**Assigned task 1**
List every phrase that the essay on self-celebration and responsibility puts in quotation marks.
**Assigned task 2**
Carry the essay on self-celebration and responsibility forward from its final sentence.

**Passage to read**
________________________

Someone might justify their decision to neglect their parenting responsibilities by saying, “it’s me time.” It might also be irresponsibility time!
“I owe it to myself.” “I’m worth it.” “Soft life”… These terms of self-celebration are sometimes used to give a glamourous gloss to what might be called laziness in a bygone era.
Then there is the faux-psychology language of healing and self-care. Where it’s justified, all well and good. We all deserve mental health. But where such terms are used to justify ego-centric behaviour, it’s not okay!
Feeding into this is the cult of “making your dreams come true”; that we each have a right to personal happiness.
Perhaps we do have a right to opportunities that allow us to reach our full potential as human beings. But the corollary is that we will then apply our abilities and our positions of privilege to assist others and build a better world.
Our personal happiness is not more important than everybody else’s. “Be happy” is the kind of thing a parent tells their child, because they want the best for them. It cannot be the ultimate driving philosophy for adult life.

________________________

Natural-language object grounding data
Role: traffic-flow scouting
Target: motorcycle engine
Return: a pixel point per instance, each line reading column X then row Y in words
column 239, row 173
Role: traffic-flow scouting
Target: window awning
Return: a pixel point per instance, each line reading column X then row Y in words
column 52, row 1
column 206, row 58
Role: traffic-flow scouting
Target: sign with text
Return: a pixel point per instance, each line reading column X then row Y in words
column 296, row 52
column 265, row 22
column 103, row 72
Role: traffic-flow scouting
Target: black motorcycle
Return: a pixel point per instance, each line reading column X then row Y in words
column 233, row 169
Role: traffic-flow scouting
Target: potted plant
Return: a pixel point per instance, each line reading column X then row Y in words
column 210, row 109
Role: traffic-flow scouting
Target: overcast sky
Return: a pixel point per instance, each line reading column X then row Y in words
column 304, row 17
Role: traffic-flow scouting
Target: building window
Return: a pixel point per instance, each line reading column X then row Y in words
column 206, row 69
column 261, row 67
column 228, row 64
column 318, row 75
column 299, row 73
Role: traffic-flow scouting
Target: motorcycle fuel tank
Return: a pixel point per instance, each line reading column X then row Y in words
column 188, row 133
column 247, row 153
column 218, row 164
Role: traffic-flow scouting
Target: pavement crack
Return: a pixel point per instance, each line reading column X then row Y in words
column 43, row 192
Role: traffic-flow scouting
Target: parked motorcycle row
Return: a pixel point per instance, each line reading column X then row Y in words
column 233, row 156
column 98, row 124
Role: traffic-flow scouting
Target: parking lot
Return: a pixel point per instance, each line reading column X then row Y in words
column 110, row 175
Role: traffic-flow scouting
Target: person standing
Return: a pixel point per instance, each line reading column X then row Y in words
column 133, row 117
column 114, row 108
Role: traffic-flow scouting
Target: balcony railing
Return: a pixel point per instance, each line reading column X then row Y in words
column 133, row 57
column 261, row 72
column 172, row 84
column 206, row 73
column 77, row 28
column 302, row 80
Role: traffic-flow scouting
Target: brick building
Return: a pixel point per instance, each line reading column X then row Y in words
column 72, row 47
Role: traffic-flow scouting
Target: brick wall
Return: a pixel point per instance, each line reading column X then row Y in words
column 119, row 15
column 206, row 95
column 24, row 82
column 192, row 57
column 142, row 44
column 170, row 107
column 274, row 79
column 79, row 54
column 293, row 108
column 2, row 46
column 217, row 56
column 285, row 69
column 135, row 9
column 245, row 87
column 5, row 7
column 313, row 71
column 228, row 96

________________________

**Answer box 1**
it's me time
I owe it to myself
I'm worth it
Soft life
making your dreams come true
Be happy

**Answer box 2**
If we were all living life simply to be happy in the limited sense of self-gratification, no roads would get built, no universities, no libraries and museums, no hospitals… indeed no nations.
But indeed, we have build nations. And those nations must be founded and developed on principles of love and care for other people, and respect for their needs and interests. And on solidarity with the struggles of other nations.
There are morals, ethics and principles to this thing called life. What keeps society going is empathy, compassion, and that deeply untrendy concept these days: self-sacrifice.
This was little appetite for self-sacrifice in the justification of Miss Universe entrant Lalela Mswane for attending the recent pageant in Israel, notorious for its atrocities against the Palestinian people. “Imagine I hadn’t gone? It wouldn’t serve anyone.”
The answer here might be that a boycott is not meant to serve any one person. In this case, serves to draw attention to injustice and to avoid legitimising a regime that is invading, occupying and oppressing the people of a neighbouring state. If one refuses to boycott, that is an endorsement of that regime.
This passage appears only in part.